Copy every record below, exactly as written.
>> Begin Stored data
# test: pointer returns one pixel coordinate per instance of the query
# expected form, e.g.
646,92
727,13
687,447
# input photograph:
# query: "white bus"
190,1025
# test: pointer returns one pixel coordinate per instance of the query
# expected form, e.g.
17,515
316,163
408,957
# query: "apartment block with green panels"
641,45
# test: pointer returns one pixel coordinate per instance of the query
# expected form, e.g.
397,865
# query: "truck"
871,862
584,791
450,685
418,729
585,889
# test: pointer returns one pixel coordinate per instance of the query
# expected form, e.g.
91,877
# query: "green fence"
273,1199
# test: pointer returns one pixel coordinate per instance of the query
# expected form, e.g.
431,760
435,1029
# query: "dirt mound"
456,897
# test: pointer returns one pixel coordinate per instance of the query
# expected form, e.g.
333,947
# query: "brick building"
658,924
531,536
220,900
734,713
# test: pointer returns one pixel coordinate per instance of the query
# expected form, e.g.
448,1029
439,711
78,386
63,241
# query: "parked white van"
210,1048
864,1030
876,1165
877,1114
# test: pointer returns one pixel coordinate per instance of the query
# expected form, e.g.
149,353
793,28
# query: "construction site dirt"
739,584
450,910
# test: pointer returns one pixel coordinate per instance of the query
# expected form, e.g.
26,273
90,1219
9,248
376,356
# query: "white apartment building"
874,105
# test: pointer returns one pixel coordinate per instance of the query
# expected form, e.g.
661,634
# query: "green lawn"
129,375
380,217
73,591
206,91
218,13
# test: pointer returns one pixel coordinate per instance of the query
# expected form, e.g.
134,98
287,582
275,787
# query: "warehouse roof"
>> End Stored data
→ **Written solution**:
# test: pointer returns one pixel coordinate per instance of the query
# expected form, e.g.
646,92
727,13
687,447
# input photograph:
# query: "white bus"
190,1025
# test: pointer returns one pixel coordinate per instance of the query
# expected form, e.g.
17,515
316,163
408,957
# query: "apartment block with green panels"
641,45
# test: pointer returns one pixel coordinate per instance of the query
# expected form, e.g.
397,865
# query: "truck"
871,862
584,791
450,685
418,729
585,889
# test: pointer returns one pixel coordinate per instance of the query
# expected form, e.g.
91,877
# query: "green fence"
273,1199
# test: pointer returns one pixel coordinate per instance of the query
# expected form, e.g.
431,760
435,1029
# query: "dirt mound"
456,897
# test: pointer returns one pixel coordinate per instance of the query
# expected form, e.g.
333,947
# query: "brick building"
658,924
531,536
220,900
734,713
# test: pointer returns one pixel coordinate per instance of the query
# expected form, e.g.
448,1029
439,711
78,386
63,241
# query: "parked white van"
210,1048
864,1030
876,1165
877,1114
# test: pointer returns one pixel coordinate per instance of the query
# expected form, e.g.
149,353
793,28
# query: "construction site dirt"
739,584
450,910
# test: pointer returns one pixel coordinate per instance of the query
# expected form, e.g.
26,273
90,1219
9,248
376,356
# query: "white apartment building"
874,105
# test: pointer returns one pixel coordinate per instance of the query
# expected form, e.g.
661,634
# query: "green lawn"
129,375
380,217
73,591
206,91
218,13
# test: pointer returns one pixel coordinate per instance of the query
# expected form, e.g.
134,98
287,582
275,787
# query: "warehouse roof"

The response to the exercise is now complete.